Saved entries
Segment Open
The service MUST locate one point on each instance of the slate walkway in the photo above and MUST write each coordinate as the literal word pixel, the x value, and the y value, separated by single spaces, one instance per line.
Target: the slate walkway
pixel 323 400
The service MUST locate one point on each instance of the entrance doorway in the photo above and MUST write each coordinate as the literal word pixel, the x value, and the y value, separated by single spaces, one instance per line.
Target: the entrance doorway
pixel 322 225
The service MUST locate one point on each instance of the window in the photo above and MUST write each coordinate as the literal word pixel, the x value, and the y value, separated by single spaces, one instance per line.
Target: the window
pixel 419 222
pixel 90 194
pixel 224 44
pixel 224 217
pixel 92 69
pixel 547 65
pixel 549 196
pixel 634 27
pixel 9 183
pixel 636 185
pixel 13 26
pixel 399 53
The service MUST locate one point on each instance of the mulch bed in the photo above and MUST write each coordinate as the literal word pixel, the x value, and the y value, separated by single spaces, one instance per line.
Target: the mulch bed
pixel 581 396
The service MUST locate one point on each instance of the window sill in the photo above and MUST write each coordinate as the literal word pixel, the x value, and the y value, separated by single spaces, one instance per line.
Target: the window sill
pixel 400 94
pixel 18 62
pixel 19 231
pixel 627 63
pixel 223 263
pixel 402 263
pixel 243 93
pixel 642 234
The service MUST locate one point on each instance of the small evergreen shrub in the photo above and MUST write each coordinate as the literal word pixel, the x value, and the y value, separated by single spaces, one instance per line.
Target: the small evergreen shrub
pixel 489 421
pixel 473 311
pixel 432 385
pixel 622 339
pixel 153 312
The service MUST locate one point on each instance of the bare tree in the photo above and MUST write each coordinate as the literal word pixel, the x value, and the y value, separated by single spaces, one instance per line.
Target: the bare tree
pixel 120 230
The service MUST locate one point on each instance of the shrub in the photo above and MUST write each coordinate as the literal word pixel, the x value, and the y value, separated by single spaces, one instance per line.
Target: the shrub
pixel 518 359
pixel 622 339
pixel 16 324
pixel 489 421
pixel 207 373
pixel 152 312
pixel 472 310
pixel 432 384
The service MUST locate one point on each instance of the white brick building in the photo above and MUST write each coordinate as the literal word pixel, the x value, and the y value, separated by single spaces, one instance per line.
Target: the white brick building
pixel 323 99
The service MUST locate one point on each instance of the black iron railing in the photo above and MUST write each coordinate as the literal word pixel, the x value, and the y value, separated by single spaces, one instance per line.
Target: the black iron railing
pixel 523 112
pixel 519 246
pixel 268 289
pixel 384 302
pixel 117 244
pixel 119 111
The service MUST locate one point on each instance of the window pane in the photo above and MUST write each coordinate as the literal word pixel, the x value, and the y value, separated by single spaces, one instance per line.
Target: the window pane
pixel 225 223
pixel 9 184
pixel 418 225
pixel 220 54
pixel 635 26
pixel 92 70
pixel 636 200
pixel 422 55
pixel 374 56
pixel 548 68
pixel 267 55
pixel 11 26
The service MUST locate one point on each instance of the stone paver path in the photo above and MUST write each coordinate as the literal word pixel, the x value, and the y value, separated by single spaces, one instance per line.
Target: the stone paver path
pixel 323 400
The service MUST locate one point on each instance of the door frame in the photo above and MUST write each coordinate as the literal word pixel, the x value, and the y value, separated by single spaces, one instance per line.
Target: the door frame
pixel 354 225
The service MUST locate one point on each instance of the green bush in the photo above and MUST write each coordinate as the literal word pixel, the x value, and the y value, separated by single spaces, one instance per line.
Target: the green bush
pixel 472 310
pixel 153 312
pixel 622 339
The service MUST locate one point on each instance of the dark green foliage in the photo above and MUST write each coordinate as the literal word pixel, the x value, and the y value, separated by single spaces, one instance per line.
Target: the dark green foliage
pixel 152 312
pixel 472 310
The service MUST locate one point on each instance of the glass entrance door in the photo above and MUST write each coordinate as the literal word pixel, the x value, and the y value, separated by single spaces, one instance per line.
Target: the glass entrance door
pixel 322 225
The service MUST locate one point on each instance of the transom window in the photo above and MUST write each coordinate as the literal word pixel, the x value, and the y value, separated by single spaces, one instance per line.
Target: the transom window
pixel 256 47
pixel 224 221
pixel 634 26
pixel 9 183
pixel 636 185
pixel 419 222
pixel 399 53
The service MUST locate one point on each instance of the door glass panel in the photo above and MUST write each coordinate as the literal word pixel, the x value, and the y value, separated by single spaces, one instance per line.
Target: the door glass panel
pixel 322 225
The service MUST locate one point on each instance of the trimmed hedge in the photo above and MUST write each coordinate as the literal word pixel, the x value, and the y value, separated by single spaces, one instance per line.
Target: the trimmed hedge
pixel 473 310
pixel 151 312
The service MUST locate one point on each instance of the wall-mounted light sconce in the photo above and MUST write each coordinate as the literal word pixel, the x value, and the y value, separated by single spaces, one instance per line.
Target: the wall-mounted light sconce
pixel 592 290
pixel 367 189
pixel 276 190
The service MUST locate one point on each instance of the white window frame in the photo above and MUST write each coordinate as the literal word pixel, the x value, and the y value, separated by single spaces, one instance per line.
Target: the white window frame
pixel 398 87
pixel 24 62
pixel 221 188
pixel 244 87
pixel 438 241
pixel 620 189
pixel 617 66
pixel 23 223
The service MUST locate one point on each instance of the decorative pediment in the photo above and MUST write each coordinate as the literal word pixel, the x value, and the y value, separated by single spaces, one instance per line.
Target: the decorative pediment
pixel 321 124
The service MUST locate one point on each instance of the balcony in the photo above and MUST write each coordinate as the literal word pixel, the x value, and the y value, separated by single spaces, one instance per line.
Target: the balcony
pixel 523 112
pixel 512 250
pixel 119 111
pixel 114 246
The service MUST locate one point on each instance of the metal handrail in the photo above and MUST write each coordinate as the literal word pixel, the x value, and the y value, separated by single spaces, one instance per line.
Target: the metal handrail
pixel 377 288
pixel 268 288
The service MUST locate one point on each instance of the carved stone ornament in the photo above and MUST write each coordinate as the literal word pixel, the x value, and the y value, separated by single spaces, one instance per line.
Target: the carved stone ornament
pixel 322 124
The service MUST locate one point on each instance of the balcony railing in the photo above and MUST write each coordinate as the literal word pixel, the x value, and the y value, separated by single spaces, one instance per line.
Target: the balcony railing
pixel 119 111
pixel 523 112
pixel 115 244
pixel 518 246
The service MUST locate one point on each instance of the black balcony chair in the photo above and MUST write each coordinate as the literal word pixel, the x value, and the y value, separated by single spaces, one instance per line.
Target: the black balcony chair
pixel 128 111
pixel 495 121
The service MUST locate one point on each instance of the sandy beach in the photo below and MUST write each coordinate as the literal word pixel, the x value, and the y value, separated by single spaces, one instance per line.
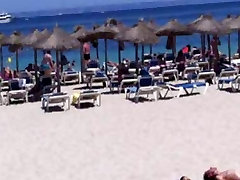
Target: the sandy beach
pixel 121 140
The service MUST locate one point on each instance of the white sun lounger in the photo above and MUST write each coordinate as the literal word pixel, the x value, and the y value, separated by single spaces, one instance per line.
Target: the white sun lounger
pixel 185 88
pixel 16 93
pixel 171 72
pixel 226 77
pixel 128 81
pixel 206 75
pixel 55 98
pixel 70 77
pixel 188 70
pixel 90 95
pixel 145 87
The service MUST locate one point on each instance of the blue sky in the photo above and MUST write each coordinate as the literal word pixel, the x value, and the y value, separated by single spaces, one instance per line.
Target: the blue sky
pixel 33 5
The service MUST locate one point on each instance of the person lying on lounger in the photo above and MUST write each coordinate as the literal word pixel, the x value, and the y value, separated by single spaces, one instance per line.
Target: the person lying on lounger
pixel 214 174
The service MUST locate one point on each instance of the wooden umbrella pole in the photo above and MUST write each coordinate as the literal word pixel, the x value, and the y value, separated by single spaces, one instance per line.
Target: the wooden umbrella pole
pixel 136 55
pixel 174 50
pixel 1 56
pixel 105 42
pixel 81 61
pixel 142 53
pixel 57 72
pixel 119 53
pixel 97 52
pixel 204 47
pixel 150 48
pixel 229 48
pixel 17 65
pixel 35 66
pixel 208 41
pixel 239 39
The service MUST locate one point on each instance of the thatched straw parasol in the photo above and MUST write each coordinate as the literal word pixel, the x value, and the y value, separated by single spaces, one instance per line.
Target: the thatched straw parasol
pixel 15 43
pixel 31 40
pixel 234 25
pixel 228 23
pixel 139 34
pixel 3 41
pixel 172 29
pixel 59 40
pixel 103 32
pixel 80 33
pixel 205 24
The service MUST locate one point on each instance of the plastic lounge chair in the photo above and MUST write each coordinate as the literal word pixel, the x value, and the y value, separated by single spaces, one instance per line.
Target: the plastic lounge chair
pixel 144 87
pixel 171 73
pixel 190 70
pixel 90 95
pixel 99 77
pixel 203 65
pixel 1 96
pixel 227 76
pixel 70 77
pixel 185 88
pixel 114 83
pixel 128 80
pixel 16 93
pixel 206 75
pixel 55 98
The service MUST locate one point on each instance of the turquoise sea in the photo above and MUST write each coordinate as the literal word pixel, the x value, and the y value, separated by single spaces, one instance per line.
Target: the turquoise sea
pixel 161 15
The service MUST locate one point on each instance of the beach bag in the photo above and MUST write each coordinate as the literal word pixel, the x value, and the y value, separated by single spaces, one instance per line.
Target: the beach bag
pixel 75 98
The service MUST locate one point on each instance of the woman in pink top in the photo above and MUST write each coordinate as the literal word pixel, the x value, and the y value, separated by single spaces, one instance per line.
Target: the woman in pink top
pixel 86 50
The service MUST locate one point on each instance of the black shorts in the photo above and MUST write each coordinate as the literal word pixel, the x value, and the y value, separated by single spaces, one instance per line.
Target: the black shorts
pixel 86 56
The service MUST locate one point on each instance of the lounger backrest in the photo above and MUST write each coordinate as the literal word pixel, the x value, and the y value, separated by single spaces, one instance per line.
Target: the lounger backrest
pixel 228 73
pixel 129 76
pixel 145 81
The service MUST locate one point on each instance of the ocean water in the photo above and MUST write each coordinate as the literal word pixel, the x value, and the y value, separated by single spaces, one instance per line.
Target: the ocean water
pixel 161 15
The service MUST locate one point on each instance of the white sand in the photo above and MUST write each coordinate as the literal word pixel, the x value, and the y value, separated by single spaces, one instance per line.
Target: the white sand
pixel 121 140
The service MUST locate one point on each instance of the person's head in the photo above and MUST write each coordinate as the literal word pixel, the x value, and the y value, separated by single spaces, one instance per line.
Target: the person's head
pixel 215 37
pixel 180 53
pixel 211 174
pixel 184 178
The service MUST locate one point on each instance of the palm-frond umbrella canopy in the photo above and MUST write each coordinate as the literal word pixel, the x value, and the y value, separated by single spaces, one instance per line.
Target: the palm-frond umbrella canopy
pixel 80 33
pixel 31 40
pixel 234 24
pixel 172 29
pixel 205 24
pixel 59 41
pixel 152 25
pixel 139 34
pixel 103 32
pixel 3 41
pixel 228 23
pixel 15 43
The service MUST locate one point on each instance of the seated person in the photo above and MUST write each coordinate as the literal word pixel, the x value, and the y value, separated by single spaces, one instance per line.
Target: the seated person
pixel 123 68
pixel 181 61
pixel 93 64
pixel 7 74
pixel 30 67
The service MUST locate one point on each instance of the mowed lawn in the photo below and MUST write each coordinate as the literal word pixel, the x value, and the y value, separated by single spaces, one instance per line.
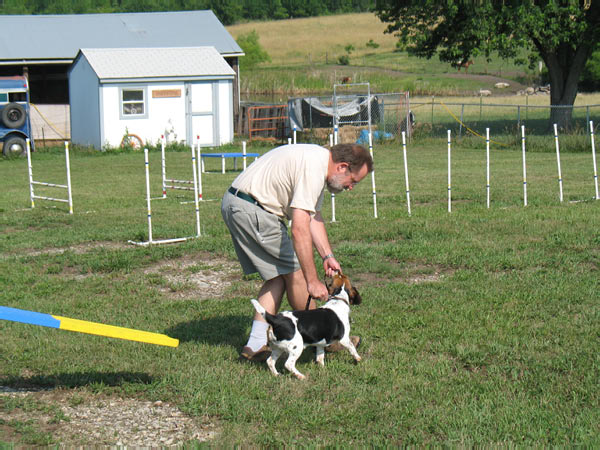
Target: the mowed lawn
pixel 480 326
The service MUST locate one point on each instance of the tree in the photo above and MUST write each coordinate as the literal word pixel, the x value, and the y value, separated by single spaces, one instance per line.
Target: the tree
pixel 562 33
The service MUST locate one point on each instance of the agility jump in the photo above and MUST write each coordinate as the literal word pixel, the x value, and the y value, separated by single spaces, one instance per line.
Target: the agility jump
Segment Closed
▸ Work task
Wherever the word "agility" turns up in a line of the entries above, copy that line.

▸ Answer area
The service MUST locate one point on each instance of the agility jump in the photo above and MUST write each coordinate as the literal word pixel, the x value, and the y value, separated by single spaces, one instance per line.
Target: the agility jump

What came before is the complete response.